**WHAT THE TASK REQUIRES:**
Please pick out each line of the rows below that contains the word "green", and copy those lines.

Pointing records
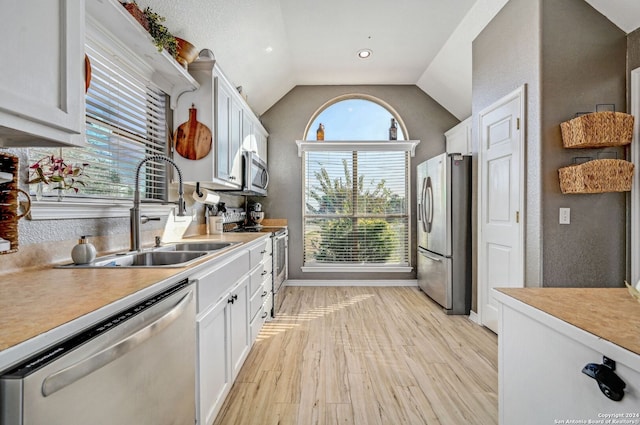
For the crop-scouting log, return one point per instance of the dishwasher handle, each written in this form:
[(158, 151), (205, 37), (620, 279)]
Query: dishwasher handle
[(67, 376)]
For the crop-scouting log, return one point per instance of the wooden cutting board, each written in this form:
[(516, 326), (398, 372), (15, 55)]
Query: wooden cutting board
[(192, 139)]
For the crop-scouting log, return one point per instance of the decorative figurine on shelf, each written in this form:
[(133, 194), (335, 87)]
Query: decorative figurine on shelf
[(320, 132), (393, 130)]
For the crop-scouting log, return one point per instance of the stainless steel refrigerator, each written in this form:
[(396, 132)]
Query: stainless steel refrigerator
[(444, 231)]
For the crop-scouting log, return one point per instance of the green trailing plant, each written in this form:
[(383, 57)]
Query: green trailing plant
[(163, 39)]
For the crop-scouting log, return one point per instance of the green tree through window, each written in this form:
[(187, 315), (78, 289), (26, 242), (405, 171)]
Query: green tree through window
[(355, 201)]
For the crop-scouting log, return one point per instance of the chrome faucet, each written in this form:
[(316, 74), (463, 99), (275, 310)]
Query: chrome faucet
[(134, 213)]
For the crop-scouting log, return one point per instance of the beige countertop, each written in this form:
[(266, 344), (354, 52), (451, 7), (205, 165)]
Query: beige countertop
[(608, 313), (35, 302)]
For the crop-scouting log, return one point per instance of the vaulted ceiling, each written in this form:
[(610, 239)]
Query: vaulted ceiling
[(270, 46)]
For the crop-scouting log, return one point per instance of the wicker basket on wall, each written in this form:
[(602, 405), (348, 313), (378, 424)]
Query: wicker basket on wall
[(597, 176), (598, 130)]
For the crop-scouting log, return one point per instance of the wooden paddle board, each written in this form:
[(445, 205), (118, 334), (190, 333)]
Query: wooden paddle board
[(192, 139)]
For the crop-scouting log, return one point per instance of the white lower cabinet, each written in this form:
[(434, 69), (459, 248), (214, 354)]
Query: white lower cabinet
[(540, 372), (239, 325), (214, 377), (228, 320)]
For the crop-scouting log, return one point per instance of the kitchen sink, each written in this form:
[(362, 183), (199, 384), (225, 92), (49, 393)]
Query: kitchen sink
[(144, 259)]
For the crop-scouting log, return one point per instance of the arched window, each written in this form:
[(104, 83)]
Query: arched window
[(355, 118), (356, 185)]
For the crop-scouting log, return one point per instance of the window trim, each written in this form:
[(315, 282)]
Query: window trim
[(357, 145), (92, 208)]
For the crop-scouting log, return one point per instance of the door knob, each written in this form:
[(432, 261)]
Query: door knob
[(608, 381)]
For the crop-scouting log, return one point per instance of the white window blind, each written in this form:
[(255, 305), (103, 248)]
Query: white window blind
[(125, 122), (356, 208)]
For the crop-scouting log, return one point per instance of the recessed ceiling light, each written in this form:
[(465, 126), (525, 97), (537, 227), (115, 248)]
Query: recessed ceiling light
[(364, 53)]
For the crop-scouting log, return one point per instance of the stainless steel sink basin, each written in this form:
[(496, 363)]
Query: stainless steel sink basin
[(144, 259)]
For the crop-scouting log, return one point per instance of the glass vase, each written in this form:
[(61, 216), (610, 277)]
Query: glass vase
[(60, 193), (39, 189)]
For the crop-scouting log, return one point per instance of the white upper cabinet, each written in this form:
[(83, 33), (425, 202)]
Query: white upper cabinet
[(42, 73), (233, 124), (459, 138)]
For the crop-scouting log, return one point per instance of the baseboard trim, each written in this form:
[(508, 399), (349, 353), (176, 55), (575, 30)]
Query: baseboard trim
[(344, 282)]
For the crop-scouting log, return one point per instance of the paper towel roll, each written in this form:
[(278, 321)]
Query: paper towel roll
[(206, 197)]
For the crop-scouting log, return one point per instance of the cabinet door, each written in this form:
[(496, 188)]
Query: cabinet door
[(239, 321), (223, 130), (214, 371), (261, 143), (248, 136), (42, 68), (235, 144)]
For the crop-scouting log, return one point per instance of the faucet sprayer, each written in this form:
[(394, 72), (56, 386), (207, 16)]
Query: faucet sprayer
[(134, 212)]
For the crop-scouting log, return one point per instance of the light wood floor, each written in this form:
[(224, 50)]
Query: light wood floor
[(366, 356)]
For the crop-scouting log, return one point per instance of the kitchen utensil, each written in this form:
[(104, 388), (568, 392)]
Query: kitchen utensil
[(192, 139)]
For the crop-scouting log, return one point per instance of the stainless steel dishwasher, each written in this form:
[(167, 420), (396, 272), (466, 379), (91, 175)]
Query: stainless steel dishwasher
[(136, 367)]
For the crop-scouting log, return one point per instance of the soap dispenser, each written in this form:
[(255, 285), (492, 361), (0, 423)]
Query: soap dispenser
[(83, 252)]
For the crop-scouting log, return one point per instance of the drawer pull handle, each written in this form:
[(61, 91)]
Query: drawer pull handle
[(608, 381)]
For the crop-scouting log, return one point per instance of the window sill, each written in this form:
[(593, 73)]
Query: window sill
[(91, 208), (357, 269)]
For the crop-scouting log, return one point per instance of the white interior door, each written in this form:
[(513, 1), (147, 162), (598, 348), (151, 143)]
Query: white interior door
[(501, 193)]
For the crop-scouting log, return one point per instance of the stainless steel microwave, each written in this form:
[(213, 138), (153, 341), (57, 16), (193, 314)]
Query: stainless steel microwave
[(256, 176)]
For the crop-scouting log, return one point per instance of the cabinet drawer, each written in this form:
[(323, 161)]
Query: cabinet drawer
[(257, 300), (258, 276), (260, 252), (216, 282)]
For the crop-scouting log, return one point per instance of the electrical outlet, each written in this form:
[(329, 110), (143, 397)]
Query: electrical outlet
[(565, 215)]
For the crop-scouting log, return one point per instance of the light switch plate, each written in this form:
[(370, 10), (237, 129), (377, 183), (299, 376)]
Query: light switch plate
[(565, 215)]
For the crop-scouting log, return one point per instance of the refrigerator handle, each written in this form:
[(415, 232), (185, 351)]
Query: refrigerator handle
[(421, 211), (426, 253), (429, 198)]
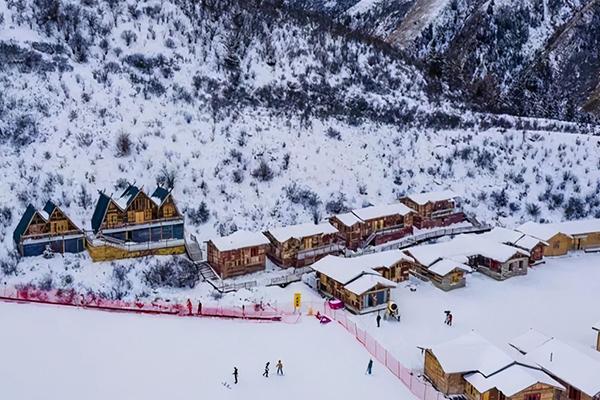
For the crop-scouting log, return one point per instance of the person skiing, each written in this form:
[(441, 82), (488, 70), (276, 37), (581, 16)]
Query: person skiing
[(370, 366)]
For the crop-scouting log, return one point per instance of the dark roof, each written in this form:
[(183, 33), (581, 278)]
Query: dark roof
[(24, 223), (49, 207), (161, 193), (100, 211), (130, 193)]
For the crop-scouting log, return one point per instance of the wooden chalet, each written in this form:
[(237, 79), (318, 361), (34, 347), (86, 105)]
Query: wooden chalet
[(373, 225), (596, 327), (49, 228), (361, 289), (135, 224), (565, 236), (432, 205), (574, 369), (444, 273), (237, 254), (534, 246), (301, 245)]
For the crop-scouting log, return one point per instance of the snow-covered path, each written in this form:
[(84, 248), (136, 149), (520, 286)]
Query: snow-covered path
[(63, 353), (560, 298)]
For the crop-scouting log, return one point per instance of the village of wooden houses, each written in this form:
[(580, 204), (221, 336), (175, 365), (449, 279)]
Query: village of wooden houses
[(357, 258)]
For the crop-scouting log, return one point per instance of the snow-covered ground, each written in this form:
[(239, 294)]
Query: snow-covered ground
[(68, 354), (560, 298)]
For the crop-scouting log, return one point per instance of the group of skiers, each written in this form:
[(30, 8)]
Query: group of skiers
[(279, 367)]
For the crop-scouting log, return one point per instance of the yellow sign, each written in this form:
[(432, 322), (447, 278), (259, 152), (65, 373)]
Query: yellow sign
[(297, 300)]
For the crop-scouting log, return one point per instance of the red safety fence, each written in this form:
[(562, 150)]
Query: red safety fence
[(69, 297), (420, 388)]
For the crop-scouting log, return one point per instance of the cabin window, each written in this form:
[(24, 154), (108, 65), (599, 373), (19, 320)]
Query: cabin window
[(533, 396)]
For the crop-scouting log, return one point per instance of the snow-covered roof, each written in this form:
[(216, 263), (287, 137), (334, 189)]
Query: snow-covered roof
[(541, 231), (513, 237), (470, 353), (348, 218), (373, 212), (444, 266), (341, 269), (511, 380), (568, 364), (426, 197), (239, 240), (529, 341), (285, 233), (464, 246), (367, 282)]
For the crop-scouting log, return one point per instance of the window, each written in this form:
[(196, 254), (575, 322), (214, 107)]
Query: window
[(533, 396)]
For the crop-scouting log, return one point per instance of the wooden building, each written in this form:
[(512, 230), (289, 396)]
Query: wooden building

...

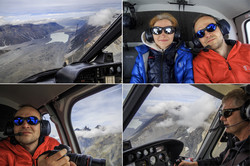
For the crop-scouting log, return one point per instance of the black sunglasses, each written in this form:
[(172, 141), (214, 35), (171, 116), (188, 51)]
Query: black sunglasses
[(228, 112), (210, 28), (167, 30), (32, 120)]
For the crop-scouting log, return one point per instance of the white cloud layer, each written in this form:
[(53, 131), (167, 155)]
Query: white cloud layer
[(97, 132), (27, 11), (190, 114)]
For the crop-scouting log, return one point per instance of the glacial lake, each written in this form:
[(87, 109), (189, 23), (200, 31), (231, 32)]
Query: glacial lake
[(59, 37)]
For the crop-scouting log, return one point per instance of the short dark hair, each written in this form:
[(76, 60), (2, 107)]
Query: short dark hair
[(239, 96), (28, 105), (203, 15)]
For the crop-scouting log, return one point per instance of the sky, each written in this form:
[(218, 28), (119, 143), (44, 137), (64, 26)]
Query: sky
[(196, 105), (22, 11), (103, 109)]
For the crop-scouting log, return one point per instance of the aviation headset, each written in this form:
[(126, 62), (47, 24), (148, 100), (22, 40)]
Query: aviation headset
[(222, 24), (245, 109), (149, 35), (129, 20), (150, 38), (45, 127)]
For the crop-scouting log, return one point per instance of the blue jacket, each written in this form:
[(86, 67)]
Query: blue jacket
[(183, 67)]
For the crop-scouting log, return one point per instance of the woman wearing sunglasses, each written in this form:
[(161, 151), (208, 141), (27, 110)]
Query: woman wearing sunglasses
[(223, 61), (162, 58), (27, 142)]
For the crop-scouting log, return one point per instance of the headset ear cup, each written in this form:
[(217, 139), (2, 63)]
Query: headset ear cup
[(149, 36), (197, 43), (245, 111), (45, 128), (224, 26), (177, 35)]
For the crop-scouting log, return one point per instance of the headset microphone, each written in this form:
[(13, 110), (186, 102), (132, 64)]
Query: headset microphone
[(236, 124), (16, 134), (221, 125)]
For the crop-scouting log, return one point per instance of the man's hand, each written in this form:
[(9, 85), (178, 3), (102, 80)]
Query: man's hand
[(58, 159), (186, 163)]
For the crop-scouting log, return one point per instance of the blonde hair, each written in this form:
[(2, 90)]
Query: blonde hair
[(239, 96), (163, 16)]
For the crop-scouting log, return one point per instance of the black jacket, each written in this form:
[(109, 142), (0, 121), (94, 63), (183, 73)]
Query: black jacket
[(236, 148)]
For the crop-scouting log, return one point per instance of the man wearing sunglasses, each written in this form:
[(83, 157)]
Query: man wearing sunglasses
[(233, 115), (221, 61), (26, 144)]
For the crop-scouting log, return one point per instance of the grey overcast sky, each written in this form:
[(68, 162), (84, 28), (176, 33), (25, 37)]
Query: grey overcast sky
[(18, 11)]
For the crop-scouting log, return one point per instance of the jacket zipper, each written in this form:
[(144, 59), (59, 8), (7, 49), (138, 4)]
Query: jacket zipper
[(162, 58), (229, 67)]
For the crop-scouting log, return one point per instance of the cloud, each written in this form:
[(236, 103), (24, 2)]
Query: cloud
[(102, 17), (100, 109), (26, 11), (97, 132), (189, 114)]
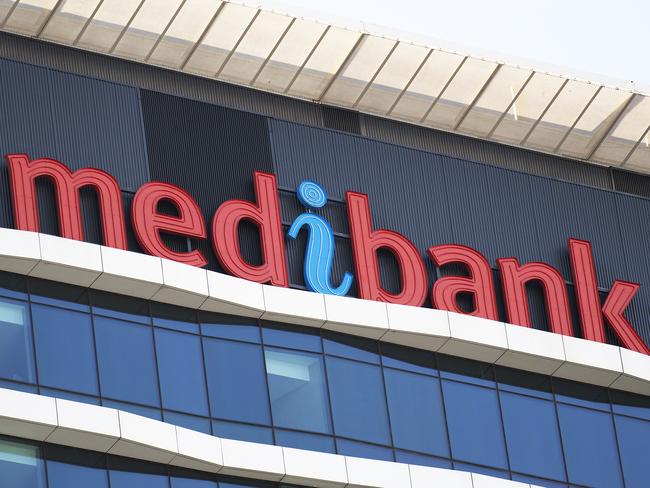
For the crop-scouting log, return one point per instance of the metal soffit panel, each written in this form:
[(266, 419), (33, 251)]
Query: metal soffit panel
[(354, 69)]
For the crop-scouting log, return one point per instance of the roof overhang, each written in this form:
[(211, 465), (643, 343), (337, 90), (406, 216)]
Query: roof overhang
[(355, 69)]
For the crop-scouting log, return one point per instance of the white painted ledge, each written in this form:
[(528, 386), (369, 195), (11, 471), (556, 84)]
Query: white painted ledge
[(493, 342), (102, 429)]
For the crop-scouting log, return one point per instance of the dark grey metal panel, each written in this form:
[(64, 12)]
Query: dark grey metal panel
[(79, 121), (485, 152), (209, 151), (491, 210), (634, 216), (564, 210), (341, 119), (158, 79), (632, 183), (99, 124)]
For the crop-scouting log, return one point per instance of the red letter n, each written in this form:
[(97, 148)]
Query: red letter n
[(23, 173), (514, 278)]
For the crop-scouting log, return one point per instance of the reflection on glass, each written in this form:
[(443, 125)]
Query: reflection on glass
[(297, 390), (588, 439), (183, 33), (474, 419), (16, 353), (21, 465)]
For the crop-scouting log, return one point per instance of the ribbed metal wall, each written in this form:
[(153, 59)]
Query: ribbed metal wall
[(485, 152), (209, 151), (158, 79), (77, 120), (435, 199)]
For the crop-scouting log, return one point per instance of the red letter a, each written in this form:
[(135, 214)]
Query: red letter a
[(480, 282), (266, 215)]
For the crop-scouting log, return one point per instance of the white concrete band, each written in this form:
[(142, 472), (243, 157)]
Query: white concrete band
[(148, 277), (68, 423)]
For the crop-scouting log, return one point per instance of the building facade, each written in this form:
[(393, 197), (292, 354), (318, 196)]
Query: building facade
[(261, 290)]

**RESULT:**
For the crop-scouting log, return one point per instance of the green trailing plant, each written in this form:
Query: green trailing plant
For the crop-scouting log, return one point per instance of the green tree through window, each written in this form:
Query: green tree through window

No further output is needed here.